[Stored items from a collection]
++++
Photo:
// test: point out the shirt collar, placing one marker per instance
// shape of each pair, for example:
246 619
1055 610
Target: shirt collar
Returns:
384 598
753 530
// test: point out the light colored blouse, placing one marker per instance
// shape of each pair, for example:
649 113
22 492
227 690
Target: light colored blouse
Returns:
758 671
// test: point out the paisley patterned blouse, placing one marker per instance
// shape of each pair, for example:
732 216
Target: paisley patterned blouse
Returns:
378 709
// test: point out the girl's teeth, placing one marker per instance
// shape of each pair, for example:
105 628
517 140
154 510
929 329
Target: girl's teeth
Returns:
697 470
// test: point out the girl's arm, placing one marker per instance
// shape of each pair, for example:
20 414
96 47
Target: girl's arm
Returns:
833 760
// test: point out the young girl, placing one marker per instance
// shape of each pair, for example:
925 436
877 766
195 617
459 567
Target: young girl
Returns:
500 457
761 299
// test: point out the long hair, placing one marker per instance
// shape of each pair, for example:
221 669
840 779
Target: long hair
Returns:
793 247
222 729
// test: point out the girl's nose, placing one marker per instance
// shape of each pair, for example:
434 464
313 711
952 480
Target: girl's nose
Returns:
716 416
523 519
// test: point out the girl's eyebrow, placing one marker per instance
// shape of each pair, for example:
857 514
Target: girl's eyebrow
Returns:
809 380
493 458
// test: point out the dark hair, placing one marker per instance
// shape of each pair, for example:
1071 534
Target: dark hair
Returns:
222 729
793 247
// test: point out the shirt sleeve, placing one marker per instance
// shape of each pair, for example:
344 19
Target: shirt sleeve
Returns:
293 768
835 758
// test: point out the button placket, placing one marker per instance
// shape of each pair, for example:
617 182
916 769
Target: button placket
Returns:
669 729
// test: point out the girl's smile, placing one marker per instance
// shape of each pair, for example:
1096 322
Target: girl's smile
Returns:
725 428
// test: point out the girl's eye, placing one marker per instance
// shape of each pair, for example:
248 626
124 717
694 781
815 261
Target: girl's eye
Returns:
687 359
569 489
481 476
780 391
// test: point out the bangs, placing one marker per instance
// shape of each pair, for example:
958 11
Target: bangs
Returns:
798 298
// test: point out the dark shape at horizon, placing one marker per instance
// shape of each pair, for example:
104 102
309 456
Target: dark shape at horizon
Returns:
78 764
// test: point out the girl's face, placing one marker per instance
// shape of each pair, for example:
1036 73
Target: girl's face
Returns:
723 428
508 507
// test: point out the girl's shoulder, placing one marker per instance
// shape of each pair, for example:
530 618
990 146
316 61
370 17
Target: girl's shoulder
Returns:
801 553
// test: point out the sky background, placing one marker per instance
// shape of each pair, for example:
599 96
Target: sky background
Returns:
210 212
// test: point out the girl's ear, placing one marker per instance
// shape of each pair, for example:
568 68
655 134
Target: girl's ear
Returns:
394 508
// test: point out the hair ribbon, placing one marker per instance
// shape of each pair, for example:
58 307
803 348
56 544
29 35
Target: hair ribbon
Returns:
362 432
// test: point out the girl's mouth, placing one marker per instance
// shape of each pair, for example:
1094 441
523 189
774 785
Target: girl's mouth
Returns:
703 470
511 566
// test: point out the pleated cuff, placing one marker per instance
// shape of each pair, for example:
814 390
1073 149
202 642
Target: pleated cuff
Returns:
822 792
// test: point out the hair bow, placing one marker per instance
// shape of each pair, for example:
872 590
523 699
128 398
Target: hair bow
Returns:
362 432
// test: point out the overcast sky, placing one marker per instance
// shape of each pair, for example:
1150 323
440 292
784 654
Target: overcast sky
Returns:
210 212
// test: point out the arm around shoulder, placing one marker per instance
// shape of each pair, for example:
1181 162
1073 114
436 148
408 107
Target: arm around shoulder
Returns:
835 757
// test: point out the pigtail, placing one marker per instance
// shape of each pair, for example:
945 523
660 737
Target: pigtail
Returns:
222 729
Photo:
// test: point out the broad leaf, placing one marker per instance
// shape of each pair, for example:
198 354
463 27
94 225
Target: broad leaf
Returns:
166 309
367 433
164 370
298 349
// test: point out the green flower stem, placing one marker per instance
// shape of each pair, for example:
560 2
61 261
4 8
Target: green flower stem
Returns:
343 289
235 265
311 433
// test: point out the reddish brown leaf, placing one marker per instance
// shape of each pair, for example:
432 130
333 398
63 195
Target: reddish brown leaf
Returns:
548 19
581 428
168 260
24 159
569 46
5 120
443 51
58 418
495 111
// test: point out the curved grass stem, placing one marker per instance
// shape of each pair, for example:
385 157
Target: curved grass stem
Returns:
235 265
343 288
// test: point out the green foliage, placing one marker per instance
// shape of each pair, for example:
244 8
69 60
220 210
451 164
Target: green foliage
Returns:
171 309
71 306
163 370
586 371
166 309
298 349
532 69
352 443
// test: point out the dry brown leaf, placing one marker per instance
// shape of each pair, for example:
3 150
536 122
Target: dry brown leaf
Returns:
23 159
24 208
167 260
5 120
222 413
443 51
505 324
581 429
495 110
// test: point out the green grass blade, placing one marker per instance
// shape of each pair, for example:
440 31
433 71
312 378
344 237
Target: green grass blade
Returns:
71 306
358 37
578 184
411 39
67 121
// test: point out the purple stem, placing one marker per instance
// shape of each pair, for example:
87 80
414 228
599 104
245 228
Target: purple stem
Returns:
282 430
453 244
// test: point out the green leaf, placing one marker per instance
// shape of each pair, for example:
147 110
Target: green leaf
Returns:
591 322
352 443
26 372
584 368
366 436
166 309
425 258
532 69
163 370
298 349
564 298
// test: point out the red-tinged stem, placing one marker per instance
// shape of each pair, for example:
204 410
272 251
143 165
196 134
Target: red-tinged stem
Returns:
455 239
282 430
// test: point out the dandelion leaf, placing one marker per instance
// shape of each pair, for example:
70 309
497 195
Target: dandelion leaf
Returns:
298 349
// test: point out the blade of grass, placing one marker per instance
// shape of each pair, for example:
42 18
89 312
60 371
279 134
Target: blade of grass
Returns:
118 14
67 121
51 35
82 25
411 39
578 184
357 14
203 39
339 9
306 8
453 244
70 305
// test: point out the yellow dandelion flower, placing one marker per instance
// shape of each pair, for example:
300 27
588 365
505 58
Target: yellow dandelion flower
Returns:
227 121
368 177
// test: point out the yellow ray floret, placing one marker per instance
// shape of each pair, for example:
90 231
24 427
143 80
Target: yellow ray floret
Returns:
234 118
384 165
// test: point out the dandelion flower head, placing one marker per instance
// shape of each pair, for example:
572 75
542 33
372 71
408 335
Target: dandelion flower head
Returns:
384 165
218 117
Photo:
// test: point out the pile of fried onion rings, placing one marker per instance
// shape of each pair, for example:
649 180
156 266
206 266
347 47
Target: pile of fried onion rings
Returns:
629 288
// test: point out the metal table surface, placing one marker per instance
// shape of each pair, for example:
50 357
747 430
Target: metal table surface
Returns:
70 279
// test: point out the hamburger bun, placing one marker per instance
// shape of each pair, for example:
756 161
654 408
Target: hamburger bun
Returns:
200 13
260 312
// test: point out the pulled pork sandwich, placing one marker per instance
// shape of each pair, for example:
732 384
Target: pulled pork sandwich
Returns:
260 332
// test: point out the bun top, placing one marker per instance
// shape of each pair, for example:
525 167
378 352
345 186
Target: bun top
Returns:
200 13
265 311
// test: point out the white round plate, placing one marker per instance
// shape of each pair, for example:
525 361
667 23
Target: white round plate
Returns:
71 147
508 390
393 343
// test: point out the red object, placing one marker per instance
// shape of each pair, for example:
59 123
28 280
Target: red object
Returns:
++++
Directions —
A faithful, complete copy of the entries above is required.

Exercise solution —
Photo:
// test: point out the shirt collar, placing one marker per instance
// shape of each pair, for example:
246 619
1055 610
Target: shirt collar
Returns:
384 598
753 530
// test: point out the light colored blouse, placing one marker per instance
// shape of each pair, for example:
649 113
22 492
227 690
Target: light colored blouse
Returns:
758 671
// test: point out the paisley patterned blouse, placing one marker per instance
// shape of each pair, for example:
732 216
Target: paisley patterned blouse
Returns:
378 709
// test: point out the girl's teeth, placing one marker per instance
// shape of each pair, for example:
105 628
517 140
154 510
929 329
Target: girl's teeth
Returns:
697 470
// test: point out the girl's arm, placing one marker per instance
// shape of each pair, for example:
20 414
96 47
Target: girl's arm
Returns:
833 760
// test: point out the young girl, placing one marker per instance
// shape of each pair, for example:
925 436
877 766
195 617
459 567
Target: young girl
Returns:
500 457
761 299
// test: point out the long hair, placing one marker per instance
// shape of each pair, for example:
221 669
840 779
Target: long hair
Returns:
793 247
222 729
// test: point out the girl's nose, placing one marker per instance
// shape of each pair, for example:
434 464
313 711
952 480
Target: girl's nose
Returns:
716 416
523 519
// test: point out the girl's eyebrow, placing one marker per instance
// shape of each pair, for example:
857 514
Target: girl's eyebrow
Returns:
809 380
493 458
// test: point out the dark hair, placing one marker per instance
// shape of each pair, for example:
1071 534
Target: dark hair
Returns:
222 729
793 247
// test: point out the shirt sleeve, placing one marker per instance
// shape of each pair, for example:
344 19
Target: shirt sleeve
Returns:
293 768
835 758
// test: point out the button placket, placing one marker per instance
// shape of each pair, for example:
617 182
916 769
Target: button placket
Returns:
669 729
// test: point out the girl's smile, placing one marker per instance
// shape of each pair, for example:
1096 322
Target: girl's smile
Returns:
725 428
// test: point out the girl's eye, placing one marker per instance
// shape of each pair, for example:
248 626
124 717
694 781
815 261
Target: girl's eye
Returns:
687 359
569 489
481 476
780 391
// test: point out the bangs, placing one marker per instance
// shape of each pair, for example:
958 11
Target: bangs
Returns:
798 298
// test: point out the dark shape at horizon, placing one marker per instance
// shape of each pair, for example:
104 102
309 456
Target: dark shape at horizon
Returns:
78 764
// test: point out the girl's face, placing one marker per instance
// shape of each pair, for example:
1036 73
Target: girl's face
Returns:
723 428
508 507
// test: point out the girl's shoulder, placing one marker per instance
// shape of each pair, for example:
530 618
990 146
316 61
370 17
Target: girl's shoulder
Returns:
801 553
// test: point out the sky background, placing one marker per instance
// shape of each pair, for example:
599 96
Target: sky background
Returns:
210 212
// test: point out the girl's ear, placing one marker per instance
// shape of each pair, for example:
568 68
655 134
Target: girl's ear
Returns:
394 508
// test: point out the hair ribbon, placing one marker per instance
// shape of each pair, for example:
58 307
803 348
56 544
29 35
Target: hair ribbon
Returns:
362 432
// test: point out the girl's mouth, placing one marker per instance
// shape of each pair, for example:
1094 441
523 189
774 785
Target: girl's mouth
Returns:
703 470
511 566
// test: point out the pleated cuff, placing one marker per instance
// shape of each pair, for example:
814 390
1073 149
202 642
Target: pleated cuff
Returns:
822 792
// test: point out the hair bow, placing one marker per instance
// shape of each pair, for example:
872 590
523 699
128 398
Target: hair bow
Returns:
362 432
// test: point out the overcast sky, placing one marker per instance
// shape of each pair, for example:
1150 323
440 292
784 654
Target: overcast sky
Returns:
210 212
// test: point out the arm around shoulder, placing one marker per instance
// shape of each pair, for example:
1181 162
1073 114
436 148
408 107
Target: arm around shoulder
Returns:
835 757
// test: point out the pigtail, placing one marker per instance
// shape of each pair, for example:
945 523
660 737
Target: pigtail
Returns:
222 729
Photo:
// test: point out the broad leaf, placing one marker per instance
// shape of each pair, for example:
198 354
463 27
94 225
Target: broad leaf
Returns:
166 309
367 433
164 370
298 349
// test: point out the green flower stem, placing one marker per instance
// shape of each pair, for example:
560 2
61 261
4 8
Target: green flower stem
Returns:
343 289
235 265
311 433
// test: point out the reddish brown leaf, placing one marker per instance
// shape of each pair, for example:
432 130
333 398
63 195
Target: reddish brown leaf
Returns:
548 19
581 428
168 260
24 159
569 46
5 120
443 51
58 418
495 111
// test: point out the curved grass stem, placing one marker per instance
// shape of each pair, for example:
385 157
Target: curved grass stem
Returns:
235 265
343 288
// test: point out the green foliage, placing one marker per instance
// shape of each pair, for example:
244 8
69 60
220 210
451 164
Target: green foliage
Returns:
171 309
71 306
163 370
586 371
166 309
298 349
532 69
352 443
// test: point out the dry brown leaf, placing one marker per instance
// shape of each pair, for example:
3 150
536 122
Target: dry brown leaf
Returns:
23 159
24 208
167 260
5 120
222 413
443 51
505 324
581 429
495 110
// test: point out the green grass blade, placing one marker per instance
// shape of each pair, for example:
440 31
433 71
312 378
344 237
Target: green grass blade
Returns:
71 306
358 37
578 184
411 39
67 121
// test: point out the purple stem, placing one marker per instance
// shape of each pair, for example:
87 80
414 228
599 104
245 228
Target: purple stem
Returns:
282 430
453 244
// test: point out the green leaf, placing one marker per instance
// shape of each pair, for example:
147 110
Target: green leaf
Returns:
591 322
352 443
26 372
584 368
366 436
166 309
425 258
532 69
163 370
298 349
564 298
// test: point out the red-tinged stem, placing one marker per instance
// shape of each pair, for example:
204 410
272 251
143 165
196 134
Target: red-tinged stem
Returns:
455 239
282 430
// test: point out the dandelion leaf, placing one marker per instance
// shape of each pair, for example:
70 309
497 195
Target: dandelion leaf
Returns:
298 349
// test: point out the blade of grass, placing one marker per instance
// shape of each pair, for example:
42 18
89 312
60 371
279 134
Target: blade of grass
Returns:
118 14
67 121
51 35
82 25
411 39
578 184
357 14
203 39
339 9
306 8
453 244
70 305
// test: point out the yellow dandelion flower, placing one marker per instance
// shape of each pair, for example:
300 27
588 365
505 58
Target: yellow dandelion flower
Returns:
227 121
368 177
// test: point out the yellow ray floret, placing one marker per instance
// shape of each pair, for example:
90 231
24 427
143 80
Target: yellow ray floret
Returns:
234 118
384 165
// test: point out the dandelion flower head, placing one marker per instance
// shape of each pair, for example:
572 75
542 33
372 71
408 335
Target: dandelion flower head
Returns:
384 165
218 117
Photo:
// test: point out the pile of fried onion rings, placing one marker per instance
// shape of each pair, for example:
649 180
156 266
206 266
347 47
Target: pile of fried onion rings
Returns:
629 288
// test: point out the metal table surface, placing one marker per instance
// shape of each pair, for example:
50 357
747 430
Target: metal table surface
Returns:
70 279
// test: point out the hamburger bun, placing one marker per instance
// shape of each pair, for example:
756 161
654 408
Target: hamburger bun
Returns:
200 13
260 312
// test: point out the pulled pork sandwich, placing one marker per instance
// shape of each pair, for example:
732 384
Target: pulled pork sandwich
Returns:
260 332
// test: point out the bun top, placing one marker per instance
// shape of each pair, for example:
525 167
378 352
345 186
Target: bun top
Returns:
200 13
265 311
// test: point out the white round plate, placing one marker per instance
// shape of each pair, for example:
525 361
667 23
Target: white round plate
Returns:
71 147
508 390
393 343
// test: point out the red object, placing one marker per instance
// shape of each pair, for example:
59 123
28 280
Target: red object
Returns:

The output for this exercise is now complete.